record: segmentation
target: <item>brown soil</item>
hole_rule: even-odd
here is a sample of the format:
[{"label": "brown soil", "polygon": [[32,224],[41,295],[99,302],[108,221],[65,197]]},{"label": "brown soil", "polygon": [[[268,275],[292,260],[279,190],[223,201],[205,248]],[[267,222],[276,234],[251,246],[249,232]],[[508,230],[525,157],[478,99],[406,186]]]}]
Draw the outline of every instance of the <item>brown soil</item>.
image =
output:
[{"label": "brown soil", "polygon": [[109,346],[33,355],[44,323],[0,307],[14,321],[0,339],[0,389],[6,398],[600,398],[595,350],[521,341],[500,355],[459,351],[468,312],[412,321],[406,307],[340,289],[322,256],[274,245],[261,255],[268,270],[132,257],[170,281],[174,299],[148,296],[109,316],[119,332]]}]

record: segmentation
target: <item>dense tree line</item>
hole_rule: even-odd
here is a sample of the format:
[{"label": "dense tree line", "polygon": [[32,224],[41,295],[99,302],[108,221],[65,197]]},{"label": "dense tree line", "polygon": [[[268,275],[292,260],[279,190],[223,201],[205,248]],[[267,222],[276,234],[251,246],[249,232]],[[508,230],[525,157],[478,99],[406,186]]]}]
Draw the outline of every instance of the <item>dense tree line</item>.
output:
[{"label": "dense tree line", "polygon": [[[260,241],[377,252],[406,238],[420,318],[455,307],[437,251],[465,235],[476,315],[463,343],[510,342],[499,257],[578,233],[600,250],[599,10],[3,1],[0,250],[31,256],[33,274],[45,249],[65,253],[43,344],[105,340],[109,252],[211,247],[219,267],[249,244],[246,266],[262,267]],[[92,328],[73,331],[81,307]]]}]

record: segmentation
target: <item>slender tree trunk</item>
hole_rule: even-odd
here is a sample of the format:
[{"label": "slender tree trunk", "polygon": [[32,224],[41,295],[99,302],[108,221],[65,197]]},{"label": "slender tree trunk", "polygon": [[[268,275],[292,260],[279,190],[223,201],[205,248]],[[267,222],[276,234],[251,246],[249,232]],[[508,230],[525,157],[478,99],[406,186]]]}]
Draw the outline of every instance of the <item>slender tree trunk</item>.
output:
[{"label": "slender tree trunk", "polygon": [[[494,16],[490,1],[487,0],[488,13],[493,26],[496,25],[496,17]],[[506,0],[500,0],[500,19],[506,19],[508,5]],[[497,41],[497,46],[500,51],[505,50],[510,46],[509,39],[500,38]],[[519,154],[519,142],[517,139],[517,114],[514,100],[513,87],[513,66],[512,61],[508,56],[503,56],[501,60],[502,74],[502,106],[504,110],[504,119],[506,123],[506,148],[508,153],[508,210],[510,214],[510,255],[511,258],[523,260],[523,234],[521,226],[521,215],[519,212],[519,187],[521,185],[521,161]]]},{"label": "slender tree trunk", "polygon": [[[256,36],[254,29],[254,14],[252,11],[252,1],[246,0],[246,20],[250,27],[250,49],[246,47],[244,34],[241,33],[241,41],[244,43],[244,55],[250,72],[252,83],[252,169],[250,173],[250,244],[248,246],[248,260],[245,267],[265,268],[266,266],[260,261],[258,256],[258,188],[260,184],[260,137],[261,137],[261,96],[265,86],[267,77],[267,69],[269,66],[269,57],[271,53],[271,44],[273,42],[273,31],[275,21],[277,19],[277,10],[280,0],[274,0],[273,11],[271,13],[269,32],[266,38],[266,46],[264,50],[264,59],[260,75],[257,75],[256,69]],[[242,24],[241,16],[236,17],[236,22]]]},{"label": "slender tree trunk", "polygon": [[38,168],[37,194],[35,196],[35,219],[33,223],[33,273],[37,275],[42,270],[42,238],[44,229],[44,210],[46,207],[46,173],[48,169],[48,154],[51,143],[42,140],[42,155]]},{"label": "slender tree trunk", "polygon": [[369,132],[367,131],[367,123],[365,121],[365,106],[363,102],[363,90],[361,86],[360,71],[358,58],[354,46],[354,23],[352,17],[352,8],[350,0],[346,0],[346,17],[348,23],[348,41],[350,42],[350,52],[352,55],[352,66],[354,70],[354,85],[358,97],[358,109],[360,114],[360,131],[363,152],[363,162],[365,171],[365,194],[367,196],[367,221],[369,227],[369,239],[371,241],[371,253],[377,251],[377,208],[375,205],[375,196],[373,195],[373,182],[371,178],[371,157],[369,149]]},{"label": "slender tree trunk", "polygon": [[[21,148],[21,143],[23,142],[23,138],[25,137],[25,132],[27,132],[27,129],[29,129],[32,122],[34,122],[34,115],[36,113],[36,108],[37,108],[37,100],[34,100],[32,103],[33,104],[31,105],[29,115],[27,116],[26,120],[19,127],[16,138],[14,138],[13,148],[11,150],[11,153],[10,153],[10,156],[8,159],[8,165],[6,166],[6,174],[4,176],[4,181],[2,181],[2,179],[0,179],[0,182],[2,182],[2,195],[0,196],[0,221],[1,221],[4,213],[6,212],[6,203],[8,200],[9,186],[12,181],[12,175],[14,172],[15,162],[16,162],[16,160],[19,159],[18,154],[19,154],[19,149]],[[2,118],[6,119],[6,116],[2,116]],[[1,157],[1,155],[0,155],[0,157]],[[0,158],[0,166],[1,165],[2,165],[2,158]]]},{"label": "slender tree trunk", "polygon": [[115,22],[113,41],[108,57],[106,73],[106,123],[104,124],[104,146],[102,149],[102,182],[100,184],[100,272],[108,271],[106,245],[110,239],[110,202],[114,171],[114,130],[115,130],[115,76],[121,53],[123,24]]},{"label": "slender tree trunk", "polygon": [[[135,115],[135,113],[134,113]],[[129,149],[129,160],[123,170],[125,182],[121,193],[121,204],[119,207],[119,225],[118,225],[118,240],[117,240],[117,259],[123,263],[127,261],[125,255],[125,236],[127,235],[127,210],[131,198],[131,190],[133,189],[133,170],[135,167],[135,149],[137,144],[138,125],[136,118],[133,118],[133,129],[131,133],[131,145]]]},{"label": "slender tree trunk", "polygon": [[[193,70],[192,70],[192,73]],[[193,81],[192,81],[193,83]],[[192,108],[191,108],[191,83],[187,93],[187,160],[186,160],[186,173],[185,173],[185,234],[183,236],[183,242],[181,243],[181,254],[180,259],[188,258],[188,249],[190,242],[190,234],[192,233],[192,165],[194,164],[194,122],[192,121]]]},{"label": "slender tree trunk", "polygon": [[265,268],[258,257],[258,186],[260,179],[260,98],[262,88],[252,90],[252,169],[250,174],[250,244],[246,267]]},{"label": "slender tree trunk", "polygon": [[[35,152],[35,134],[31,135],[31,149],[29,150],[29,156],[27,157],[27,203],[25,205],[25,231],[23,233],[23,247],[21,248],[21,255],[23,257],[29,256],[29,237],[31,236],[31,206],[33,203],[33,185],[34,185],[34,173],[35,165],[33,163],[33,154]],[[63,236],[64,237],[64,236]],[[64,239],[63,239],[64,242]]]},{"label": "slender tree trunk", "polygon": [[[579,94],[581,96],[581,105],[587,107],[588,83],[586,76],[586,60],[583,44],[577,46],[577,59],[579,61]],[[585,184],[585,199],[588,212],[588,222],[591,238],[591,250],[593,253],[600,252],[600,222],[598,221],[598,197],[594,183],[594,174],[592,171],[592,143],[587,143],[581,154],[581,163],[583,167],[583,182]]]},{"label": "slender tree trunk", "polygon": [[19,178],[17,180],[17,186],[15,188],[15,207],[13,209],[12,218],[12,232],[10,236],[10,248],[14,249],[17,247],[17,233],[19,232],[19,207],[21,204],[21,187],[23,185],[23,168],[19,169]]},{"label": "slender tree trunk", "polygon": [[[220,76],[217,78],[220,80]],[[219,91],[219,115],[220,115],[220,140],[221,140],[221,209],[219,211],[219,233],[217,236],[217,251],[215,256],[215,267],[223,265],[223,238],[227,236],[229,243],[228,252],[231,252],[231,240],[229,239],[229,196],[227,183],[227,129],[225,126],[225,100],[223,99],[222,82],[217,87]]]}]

-- -- --

Look over the entries for "item", then copy every line that includes that string.

**Task output**
target: <item>brown soil</item>
Draw the outline of every instance of the <item>brown soil</item>.
target: <item>dense tree line</item>
Draw the outline of every instance of the <item>dense tree line</item>.
target: <item>slender tree trunk</item>
Draw the outline of every instance of the <item>slender tree trunk</item>.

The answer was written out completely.